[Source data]
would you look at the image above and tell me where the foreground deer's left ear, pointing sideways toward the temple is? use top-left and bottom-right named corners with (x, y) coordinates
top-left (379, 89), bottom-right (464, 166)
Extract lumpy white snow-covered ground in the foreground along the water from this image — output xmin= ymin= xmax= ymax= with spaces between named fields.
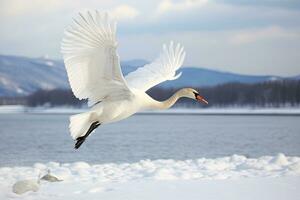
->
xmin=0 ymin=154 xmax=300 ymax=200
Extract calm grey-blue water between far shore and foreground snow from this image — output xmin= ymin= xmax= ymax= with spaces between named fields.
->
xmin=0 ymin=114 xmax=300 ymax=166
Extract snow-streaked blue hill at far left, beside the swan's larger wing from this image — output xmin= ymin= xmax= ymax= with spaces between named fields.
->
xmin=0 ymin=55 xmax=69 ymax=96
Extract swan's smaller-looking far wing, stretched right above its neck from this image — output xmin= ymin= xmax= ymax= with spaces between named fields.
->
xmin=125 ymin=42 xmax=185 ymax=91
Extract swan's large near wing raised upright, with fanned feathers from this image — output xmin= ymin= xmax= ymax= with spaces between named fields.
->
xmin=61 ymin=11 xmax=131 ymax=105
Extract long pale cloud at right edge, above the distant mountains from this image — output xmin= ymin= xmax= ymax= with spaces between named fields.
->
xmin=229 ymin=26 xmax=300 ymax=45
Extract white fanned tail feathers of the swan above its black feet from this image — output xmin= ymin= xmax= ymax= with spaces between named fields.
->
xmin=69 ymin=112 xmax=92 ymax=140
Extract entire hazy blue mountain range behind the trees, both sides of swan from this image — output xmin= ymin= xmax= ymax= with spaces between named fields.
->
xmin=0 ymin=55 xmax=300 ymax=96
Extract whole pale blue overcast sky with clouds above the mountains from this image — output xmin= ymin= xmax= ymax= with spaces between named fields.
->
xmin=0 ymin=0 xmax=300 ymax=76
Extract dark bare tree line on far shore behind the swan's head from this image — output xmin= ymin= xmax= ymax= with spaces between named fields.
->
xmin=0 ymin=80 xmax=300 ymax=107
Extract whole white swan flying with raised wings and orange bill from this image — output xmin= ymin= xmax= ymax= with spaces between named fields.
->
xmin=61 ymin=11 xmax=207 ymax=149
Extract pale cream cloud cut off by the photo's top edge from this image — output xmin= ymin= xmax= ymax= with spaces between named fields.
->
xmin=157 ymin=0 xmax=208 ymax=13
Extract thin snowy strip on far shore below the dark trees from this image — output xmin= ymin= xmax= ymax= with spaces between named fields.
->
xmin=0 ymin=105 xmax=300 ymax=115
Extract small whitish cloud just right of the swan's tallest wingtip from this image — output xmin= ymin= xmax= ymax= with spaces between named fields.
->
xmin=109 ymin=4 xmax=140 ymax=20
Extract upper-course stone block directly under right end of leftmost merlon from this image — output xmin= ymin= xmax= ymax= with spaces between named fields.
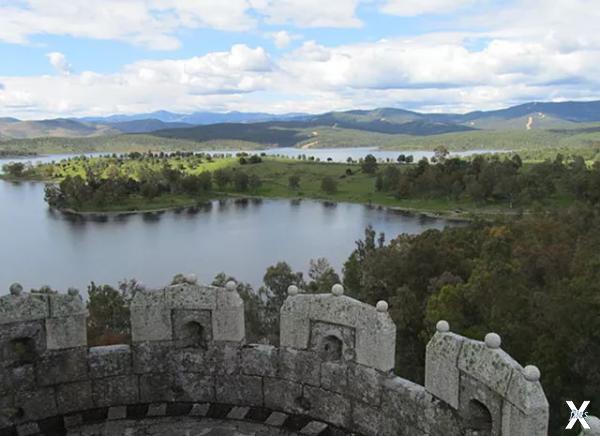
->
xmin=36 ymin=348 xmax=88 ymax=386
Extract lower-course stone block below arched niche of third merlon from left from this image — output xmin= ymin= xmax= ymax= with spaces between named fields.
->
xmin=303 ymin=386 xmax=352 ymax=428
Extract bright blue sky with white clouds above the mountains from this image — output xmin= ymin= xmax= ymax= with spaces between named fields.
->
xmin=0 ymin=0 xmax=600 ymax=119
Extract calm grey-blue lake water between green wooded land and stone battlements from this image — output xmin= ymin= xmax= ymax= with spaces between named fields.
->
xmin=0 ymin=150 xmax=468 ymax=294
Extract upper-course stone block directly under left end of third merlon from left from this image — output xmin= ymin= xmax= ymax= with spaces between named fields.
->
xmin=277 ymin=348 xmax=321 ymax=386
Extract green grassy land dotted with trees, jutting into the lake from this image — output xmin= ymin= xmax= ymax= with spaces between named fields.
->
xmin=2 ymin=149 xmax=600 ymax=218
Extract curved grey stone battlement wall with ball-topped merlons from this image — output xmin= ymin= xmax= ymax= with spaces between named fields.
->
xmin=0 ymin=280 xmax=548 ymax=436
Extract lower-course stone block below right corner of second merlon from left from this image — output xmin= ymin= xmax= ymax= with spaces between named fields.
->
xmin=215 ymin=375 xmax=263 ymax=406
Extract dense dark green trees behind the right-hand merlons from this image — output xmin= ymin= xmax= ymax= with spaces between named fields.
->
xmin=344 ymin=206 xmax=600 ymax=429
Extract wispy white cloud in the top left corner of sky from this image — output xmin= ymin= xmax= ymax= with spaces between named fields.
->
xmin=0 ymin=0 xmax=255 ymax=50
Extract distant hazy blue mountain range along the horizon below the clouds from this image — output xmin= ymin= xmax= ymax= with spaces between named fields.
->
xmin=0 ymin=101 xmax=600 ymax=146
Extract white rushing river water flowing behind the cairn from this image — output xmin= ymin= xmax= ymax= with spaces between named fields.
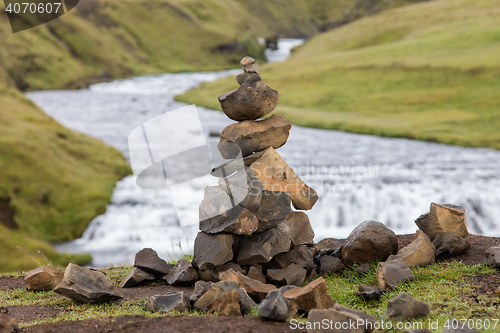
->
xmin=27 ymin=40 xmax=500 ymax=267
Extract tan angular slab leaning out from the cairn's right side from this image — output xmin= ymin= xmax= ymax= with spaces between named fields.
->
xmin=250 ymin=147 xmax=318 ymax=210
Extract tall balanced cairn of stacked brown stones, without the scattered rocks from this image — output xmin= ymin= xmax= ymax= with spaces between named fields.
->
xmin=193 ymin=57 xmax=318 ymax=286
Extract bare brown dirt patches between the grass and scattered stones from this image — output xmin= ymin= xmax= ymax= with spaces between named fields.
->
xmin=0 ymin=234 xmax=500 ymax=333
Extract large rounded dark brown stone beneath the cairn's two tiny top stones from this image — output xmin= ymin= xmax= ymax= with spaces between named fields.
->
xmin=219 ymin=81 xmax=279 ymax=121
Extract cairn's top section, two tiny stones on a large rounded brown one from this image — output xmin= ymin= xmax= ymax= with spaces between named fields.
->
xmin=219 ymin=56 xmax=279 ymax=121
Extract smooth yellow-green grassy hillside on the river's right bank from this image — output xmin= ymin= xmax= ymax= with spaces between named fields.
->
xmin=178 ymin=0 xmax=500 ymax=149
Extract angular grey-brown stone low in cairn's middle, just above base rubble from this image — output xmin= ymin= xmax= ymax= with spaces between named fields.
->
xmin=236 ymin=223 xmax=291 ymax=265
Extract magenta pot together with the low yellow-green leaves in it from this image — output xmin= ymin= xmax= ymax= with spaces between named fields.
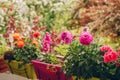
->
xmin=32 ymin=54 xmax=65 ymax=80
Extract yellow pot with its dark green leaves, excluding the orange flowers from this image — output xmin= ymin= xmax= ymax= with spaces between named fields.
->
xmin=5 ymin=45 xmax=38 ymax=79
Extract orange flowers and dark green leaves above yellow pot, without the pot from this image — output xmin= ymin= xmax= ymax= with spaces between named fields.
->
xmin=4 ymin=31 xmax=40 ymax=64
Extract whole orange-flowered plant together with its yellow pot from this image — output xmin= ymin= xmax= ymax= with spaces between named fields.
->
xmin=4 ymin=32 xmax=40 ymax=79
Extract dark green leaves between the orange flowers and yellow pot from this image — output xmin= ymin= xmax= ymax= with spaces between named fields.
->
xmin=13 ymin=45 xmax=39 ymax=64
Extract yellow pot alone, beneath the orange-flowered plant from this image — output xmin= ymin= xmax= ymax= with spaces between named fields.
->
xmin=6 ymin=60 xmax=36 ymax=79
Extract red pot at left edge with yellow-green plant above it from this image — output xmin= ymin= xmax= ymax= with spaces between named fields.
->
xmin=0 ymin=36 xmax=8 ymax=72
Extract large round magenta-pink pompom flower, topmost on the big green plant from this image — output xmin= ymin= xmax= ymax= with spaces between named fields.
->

Work to be completed: Take every entry and repeat it verbatim, minus the pictures.

Task answer:
would you look at the image above and tell me where the foreground deer's left ear, pointing sideways toward the temple is? use top-left and bottom-right named corners with (x, y) coordinates
top-left (379, 89), bottom-right (464, 166)
Extract lumpy white snow-covered ground in the foreground along the water from this image — output xmin= ymin= xmax= ymax= with spaces between named fields.
->
xmin=0 ymin=154 xmax=300 ymax=200
Extract calm grey-blue water between far shore and foreground snow from this image — output xmin= ymin= xmax= ymax= with spaces between named fields.
->
xmin=0 ymin=114 xmax=300 ymax=166
Extract snow-streaked blue hill at far left, beside the swan's larger wing from this image — output xmin= ymin= xmax= ymax= with spaces between named fields.
->
xmin=0 ymin=55 xmax=69 ymax=96
Extract swan's smaller-looking far wing, stretched right above its neck from this image — output xmin= ymin= xmax= ymax= with spaces between named fields.
->
xmin=125 ymin=42 xmax=185 ymax=91
Extract swan's large near wing raised upright, with fanned feathers from this image — output xmin= ymin= xmax= ymax= with spaces between named fields.
->
xmin=61 ymin=11 xmax=131 ymax=105
Extract long pale cloud at right edge, above the distant mountains from this image — output xmin= ymin= xmax= ymax= with spaces between named fields.
->
xmin=229 ymin=26 xmax=300 ymax=45
Extract white fanned tail feathers of the swan above its black feet from this image — output xmin= ymin= xmax= ymax= with spaces between named fields.
->
xmin=69 ymin=112 xmax=92 ymax=140
Extract entire hazy blue mountain range behind the trees, both sides of swan from this image — output xmin= ymin= xmax= ymax= with spaces between named fields.
->
xmin=0 ymin=55 xmax=300 ymax=96
Extract whole pale blue overcast sky with clouds above the mountains from this image — output xmin= ymin= xmax= ymax= with spaces between named fields.
->
xmin=0 ymin=0 xmax=300 ymax=76
Extract dark bare tree line on far shore behind the swan's head from this image — output xmin= ymin= xmax= ymax= with spaces between named fields.
->
xmin=0 ymin=80 xmax=300 ymax=107
Extract whole white swan flying with raised wings and orange bill from this image — output xmin= ymin= xmax= ymax= with spaces between named fields.
->
xmin=61 ymin=11 xmax=207 ymax=149
Extract pale cream cloud cut off by the photo's top edge from this image — output xmin= ymin= xmax= ymax= with spaces between named fields.
->
xmin=157 ymin=0 xmax=208 ymax=13
Extract thin snowy strip on far shore below the dark trees from this image — output xmin= ymin= xmax= ymax= with spaces between named fields.
->
xmin=0 ymin=105 xmax=300 ymax=115
Extract small whitish cloud just right of the swan's tallest wingtip from this image — output xmin= ymin= xmax= ymax= with spaces between named fields.
->
xmin=109 ymin=4 xmax=140 ymax=20
Extract upper-course stone block directly under right end of leftmost merlon from this image — output xmin= ymin= xmax= ymax= with spaces between named fields.
->
xmin=36 ymin=348 xmax=88 ymax=386
Extract lower-course stone block below arched niche of third merlon from left from this image — output xmin= ymin= xmax= ymax= with spaces between named fields.
->
xmin=303 ymin=386 xmax=352 ymax=428
Extract bright blue sky with white clouds above the mountains from this image — output xmin= ymin= xmax= ymax= with spaces between named fields.
->
xmin=0 ymin=0 xmax=600 ymax=119
Extract calm grey-blue lake water between green wooded land and stone battlements from this image — output xmin= ymin= xmax= ymax= with spaces between named fields.
->
xmin=0 ymin=150 xmax=468 ymax=294
Extract upper-course stone block directly under left end of third merlon from left from this image — output xmin= ymin= xmax= ymax= with spaces between named fields.
->
xmin=277 ymin=348 xmax=321 ymax=386
Extract green grassy land dotted with trees, jutting into the lake from this image — output xmin= ymin= xmax= ymax= with spaces between named fields.
->
xmin=2 ymin=149 xmax=600 ymax=218
Extract curved grey stone battlement wall with ball-topped merlons from this image — output xmin= ymin= xmax= ymax= with spaces between named fields.
->
xmin=0 ymin=280 xmax=548 ymax=436
Extract lower-course stone block below right corner of second merlon from left from this image — output xmin= ymin= xmax= ymax= with spaces between named fields.
->
xmin=215 ymin=375 xmax=263 ymax=406
Extract dense dark green trees behind the right-hand merlons from this image — output xmin= ymin= xmax= ymax= with spaces between named fields.
->
xmin=344 ymin=206 xmax=600 ymax=429
Extract wispy white cloud in the top left corner of sky from this image — output xmin= ymin= xmax= ymax= with spaces between named fields.
->
xmin=0 ymin=0 xmax=255 ymax=50
Extract distant hazy blue mountain range along the horizon below the clouds from this image — output xmin= ymin= xmax= ymax= with spaces between named fields.
->
xmin=0 ymin=101 xmax=600 ymax=146
Extract white rushing river water flowing behind the cairn from this image — output xmin= ymin= xmax= ymax= with spaces between named fields.
->
xmin=27 ymin=40 xmax=500 ymax=267
Extract tan angular slab leaning out from the cairn's right side from this image — output xmin= ymin= xmax= ymax= with spaces between named fields.
->
xmin=250 ymin=147 xmax=318 ymax=210
Extract tall balanced cairn of stacked brown stones, without the scattered rocks from this image — output xmin= ymin= xmax= ymax= with spaces between named fields.
->
xmin=193 ymin=57 xmax=318 ymax=286
Extract bare brown dirt patches between the grass and scattered stones from this image — output xmin= ymin= xmax= ymax= with spaces between named fields.
->
xmin=0 ymin=234 xmax=500 ymax=333
Extract large rounded dark brown stone beneath the cairn's two tiny top stones from this image — output xmin= ymin= xmax= ymax= with spaces between named fields.
->
xmin=219 ymin=81 xmax=279 ymax=121
Extract cairn's top section, two tiny stones on a large rounded brown one from this image — output xmin= ymin= xmax= ymax= with spaces between named fields.
->
xmin=219 ymin=56 xmax=279 ymax=121
Extract smooth yellow-green grassy hillside on the river's right bank from this image — output xmin= ymin= xmax= ymax= with spaces between named fields.
->
xmin=178 ymin=0 xmax=500 ymax=149
Extract angular grey-brown stone low in cairn's middle, just above base rubble from this image — output xmin= ymin= xmax= ymax= with spaces between named fields.
->
xmin=236 ymin=223 xmax=291 ymax=265
Extract magenta pot together with the low yellow-green leaves in it from this image — output xmin= ymin= xmax= ymax= with spaces between named fields.
->
xmin=32 ymin=54 xmax=65 ymax=80
Extract yellow pot with its dark green leaves, excluding the orange flowers from this image — output xmin= ymin= xmax= ymax= with spaces between named fields.
->
xmin=5 ymin=45 xmax=38 ymax=79
Extract orange flowers and dark green leaves above yellow pot, without the pot from this image — output xmin= ymin= xmax= ymax= with spaces between named fields.
->
xmin=4 ymin=31 xmax=40 ymax=64
Extract whole orange-flowered plant together with its yellow pot from this image — output xmin= ymin= xmax= ymax= with spaces between named fields.
->
xmin=4 ymin=32 xmax=40 ymax=79
Extract dark green leaves between the orange flowers and yellow pot from this image — output xmin= ymin= xmax= ymax= with spaces between named fields.
->
xmin=13 ymin=45 xmax=39 ymax=64
Extract yellow pot alone, beneath the orange-flowered plant from this image — output xmin= ymin= xmax= ymax= with spaces between named fields.
->
xmin=6 ymin=60 xmax=36 ymax=79
Extract red pot at left edge with yellow-green plant above it from this image — output xmin= ymin= xmax= ymax= with spaces between named fields.
->
xmin=0 ymin=36 xmax=8 ymax=72
Extract large round magenta-pink pompom flower, topmost on the big green plant from this image — output xmin= ymin= xmax= ymax= with spaces between named fields.
->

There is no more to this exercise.